Exercise goal —
Reproduce the material starting at the line containing "Q: Pinpoint the deep" and ending at the line containing "[[8, 86, 313, 230]]", swapping "overcast" for "cloudy" and leaving everything else unchanged.

Exercise data —
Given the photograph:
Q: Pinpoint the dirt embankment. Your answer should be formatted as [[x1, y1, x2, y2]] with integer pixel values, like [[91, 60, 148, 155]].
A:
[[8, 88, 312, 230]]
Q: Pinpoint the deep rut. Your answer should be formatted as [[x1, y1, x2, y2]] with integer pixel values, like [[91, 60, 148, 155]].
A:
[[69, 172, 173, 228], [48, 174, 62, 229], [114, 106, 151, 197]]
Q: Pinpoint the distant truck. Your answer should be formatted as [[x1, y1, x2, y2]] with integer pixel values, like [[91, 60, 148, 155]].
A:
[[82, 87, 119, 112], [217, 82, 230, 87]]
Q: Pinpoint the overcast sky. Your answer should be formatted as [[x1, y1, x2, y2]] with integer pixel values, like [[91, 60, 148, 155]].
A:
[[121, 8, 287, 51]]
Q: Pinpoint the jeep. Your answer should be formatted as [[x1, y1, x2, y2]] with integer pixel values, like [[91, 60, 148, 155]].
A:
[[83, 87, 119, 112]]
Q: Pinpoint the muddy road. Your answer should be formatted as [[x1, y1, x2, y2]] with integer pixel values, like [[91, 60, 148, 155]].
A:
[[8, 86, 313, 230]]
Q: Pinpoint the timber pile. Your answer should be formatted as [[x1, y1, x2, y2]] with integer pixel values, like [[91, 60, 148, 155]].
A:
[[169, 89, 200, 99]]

* * *

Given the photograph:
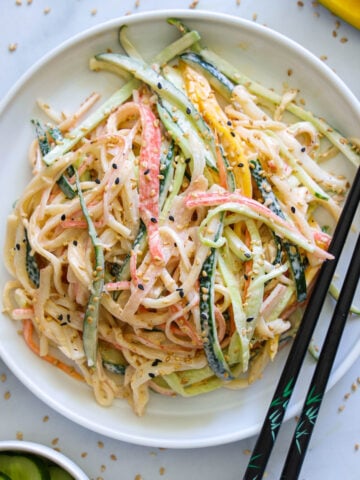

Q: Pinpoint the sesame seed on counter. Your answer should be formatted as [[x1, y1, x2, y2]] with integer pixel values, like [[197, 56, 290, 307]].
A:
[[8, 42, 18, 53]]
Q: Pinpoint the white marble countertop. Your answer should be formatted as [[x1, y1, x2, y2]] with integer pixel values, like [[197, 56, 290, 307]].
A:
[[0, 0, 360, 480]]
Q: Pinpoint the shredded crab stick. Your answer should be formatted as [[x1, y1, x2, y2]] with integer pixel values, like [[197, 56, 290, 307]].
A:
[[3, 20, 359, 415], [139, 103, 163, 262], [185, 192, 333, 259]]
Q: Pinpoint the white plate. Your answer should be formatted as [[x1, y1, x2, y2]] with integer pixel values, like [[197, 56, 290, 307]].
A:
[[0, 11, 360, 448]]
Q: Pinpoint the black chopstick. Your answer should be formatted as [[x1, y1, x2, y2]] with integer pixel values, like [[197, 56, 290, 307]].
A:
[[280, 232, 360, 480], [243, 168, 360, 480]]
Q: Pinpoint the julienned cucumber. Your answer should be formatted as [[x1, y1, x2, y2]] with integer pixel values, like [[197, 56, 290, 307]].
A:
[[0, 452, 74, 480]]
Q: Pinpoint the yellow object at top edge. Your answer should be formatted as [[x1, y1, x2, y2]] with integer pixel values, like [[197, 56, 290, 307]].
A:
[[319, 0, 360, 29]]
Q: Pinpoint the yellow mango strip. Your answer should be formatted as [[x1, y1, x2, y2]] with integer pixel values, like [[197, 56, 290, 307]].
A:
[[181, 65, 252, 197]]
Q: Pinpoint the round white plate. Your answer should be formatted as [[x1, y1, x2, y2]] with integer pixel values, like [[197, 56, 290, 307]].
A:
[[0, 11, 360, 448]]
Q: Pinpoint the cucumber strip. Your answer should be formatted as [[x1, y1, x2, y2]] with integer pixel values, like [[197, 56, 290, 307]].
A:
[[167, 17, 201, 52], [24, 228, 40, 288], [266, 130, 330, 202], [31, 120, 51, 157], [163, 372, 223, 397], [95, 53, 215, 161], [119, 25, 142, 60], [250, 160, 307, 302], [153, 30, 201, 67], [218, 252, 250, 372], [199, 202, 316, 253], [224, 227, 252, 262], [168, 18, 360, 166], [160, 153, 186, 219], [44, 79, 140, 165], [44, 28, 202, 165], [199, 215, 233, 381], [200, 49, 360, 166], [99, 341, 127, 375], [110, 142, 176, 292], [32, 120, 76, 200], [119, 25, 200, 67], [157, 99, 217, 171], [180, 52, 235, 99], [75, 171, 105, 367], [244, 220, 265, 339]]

---

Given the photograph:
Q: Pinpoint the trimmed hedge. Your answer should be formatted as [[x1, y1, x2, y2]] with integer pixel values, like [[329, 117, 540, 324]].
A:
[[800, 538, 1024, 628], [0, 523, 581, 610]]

Final result —
Q: Pinpoint the deep rut. Your answer should be formatted as [[x1, y1, x2, y2]] with integer pixel values, like [[91, 60, 148, 155]].
A:
[[69, 172, 173, 228], [48, 174, 62, 229], [114, 106, 151, 197]]
Q: Pinpoint the distant truck. Your answer should be formatted as [[x1, y1, x2, y2]] with integer pixel values, like [[91, 60, 148, 155]].
A:
[[82, 87, 119, 112], [217, 82, 230, 87]]
Q: Pinpoint the cloudy sky. Your answer should be formatted as [[x1, y1, x2, y2]] with integer pixel values, like [[91, 60, 148, 155]].
A:
[[121, 8, 287, 51]]
Q: Pinpoint the jeep. Your answer should be formatted as [[x1, y1, x2, y2]] with integer pixel values, like [[91, 60, 148, 155]].
A:
[[83, 87, 119, 112]]
Q: Pinpoint the muddy road. Your answer should be formatted as [[x1, y1, x2, y2]] with integer pixel values, like [[91, 60, 148, 155]].
A:
[[8, 86, 313, 230]]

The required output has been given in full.